TASK GOAL. Write each entry out again exactly as it was given.

THE DATA.
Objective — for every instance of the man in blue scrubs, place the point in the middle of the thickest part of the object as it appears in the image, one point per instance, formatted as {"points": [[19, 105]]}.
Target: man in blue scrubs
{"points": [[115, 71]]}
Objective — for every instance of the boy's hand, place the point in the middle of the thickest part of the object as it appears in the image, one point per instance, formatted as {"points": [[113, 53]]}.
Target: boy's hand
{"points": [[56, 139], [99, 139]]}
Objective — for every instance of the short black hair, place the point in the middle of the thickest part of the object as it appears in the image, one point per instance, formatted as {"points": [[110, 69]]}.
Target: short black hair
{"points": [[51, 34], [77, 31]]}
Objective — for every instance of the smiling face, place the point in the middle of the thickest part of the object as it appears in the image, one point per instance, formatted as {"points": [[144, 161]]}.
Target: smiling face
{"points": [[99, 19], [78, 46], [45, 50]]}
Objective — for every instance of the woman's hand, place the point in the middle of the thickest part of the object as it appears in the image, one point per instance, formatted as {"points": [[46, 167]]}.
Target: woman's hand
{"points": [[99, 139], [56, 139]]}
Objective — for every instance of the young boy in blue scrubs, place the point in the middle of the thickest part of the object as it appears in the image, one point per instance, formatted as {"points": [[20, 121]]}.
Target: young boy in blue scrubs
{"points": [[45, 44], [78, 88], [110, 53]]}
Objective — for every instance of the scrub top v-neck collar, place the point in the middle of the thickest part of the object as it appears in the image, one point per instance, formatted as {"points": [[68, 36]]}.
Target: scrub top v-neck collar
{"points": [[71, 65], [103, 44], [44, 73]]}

ANSWER TO THE EXERCISE.
Objective — for every instance of the man in blue scrubs, place the point in the middle of the thickest part of the object as it appears in the image, one point per instance, formatted as {"points": [[19, 105]]}.
Target: man in blue scrubs
{"points": [[115, 71]]}
Objective — for every instance of the boy's hand, place the point in the middle of the thickest part of the object as it appears in the image, one point per instance, formatted as {"points": [[113, 53]]}.
Target: boy's hand
{"points": [[56, 139], [99, 139]]}
Objective — for every instance of the short black hair, place the point in the middle of the thickest part of the object as it appears in the image, one point per instance, formatted as {"points": [[110, 69]]}.
Target: short black hair
{"points": [[51, 34], [77, 31]]}
Objective — for every instance of the smiling face, place the point in the middle of the thickest part of the object as it appears in the image, one point per instance, formatted as {"points": [[144, 161]]}.
Target: smiling face
{"points": [[99, 19], [78, 46], [45, 50]]}
Objective — for every instance of the woman's hand, place the point in the middle of the thickest part of the object as it appears in the image, one point per instance, formatted as {"points": [[46, 167]]}.
Target: woman's hand
{"points": [[99, 139], [56, 139]]}
Objective — for every instance of the young boy in blue scrubs, place the point in the middle of the thickest part of the object as it appears in the image, one point per instance, formatted as {"points": [[20, 121]]}.
Target: young boy in blue scrubs
{"points": [[45, 44], [78, 88], [110, 53]]}
Objective — for every instance of the scrub top v-neck collar, place the point in the middle of the thickest part of the object as it appears in the image, one point per instance, formatted as {"points": [[68, 36]]}.
Target: scrub top v-neck collar
{"points": [[71, 65], [103, 44], [44, 73]]}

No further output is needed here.